What you will do
Each entry needs to be duplicated exactly.

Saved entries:
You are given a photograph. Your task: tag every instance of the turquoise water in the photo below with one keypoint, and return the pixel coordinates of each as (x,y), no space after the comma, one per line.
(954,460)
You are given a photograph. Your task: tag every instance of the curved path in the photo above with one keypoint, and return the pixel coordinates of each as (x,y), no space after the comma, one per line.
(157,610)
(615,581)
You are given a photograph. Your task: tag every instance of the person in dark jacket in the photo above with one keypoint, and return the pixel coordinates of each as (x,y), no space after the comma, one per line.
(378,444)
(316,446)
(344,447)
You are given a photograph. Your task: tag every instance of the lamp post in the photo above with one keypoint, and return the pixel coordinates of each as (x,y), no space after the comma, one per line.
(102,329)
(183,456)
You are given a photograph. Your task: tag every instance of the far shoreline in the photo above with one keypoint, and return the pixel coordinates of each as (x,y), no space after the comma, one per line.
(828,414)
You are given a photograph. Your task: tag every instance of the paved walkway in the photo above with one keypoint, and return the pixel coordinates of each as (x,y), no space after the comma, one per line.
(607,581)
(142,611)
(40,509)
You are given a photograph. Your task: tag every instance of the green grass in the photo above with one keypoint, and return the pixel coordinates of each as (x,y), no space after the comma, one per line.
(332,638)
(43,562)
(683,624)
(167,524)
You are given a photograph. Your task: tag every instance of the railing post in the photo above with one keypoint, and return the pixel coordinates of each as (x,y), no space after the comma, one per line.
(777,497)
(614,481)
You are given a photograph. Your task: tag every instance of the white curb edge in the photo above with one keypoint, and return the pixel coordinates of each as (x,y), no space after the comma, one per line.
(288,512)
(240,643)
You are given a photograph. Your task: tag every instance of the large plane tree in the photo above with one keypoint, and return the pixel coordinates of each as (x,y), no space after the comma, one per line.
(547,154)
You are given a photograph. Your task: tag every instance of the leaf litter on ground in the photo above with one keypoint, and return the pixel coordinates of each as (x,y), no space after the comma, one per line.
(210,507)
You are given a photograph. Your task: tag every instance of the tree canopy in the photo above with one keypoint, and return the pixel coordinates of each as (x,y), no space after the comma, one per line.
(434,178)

Written solution
You are given a photograph. Your task: tag every instance of the turquoise water in the photo below with one keypoint, and return the pixel coordinates of each as (x,y), no space after the comma, one per line.
(954,460)
You are given a photograph. Your task: tag every instance of the curved path in the photo above with one keypoint, and return the pixel coordinates of each as (x,y), no space after the comma, one per line.
(157,610)
(615,581)
You are given a photograph. Your task: tag every instance of the person in dark jacket in the photo above with one keypoint, and return the pixel coordinates of each as (x,y), no space after the comma, one per line.
(378,444)
(316,446)
(344,447)
You are given a photograph. Your task: tag every instance of the lamp post in the photo above with one keypoint, and return the pixel coordinates of each as (x,y), no space after the comma, one per line.
(102,329)
(183,456)
You are given a photograph. Your task: tag every instance of the far shoreline in the photo above with one keypoint, and return the pixel coordinates of each as (x,y), no space after the comma, one per line.
(828,414)
You are given a photograph. Your task: tag every instance of the paved walkway in the photo above with one keypoint, and return the pixel coordinates of each as (x,y), no space after the comma, one per line.
(607,581)
(142,611)
(40,509)
You are given a photograph. Your task: tag every instance of the green grass in the photo above with one keypoint, and return the pixel coordinates of each as (x,y), no space after the comma, one per line.
(332,638)
(43,562)
(683,624)
(167,524)
You are given a photograph. Your task: tag every instance of the railing post in the photo above with one keypoint, and return the pixel coordinates of each as (x,y), no space after the comma, one per line.
(777,497)
(614,481)
You are given a photograph. Your task: tag every instance of the white curb edge in the photo above with one keypoint, and return the pixel coordinates of each as (x,y), no space after the comma, one per line.
(288,512)
(240,643)
You are given a photograph. Your task: tag every instance of the large plane tree in the photo above with one keypoint, and return the pixel coordinates of each as (x,y), no space after the comma, one per line.
(547,154)
You are given a photograph. Your task: tag every instance of the leaf litter on ground in the photo above with one keypoint, and return the pixel coordinates of each as (x,y), no space after the comma, one per line.
(210,507)
You are given a photograph. Your task: tag every instance of the tree canopy in the photo above with one keypoint, and return the pixel coordinates of each as (x,y), no space after the comma, one per line.
(434,178)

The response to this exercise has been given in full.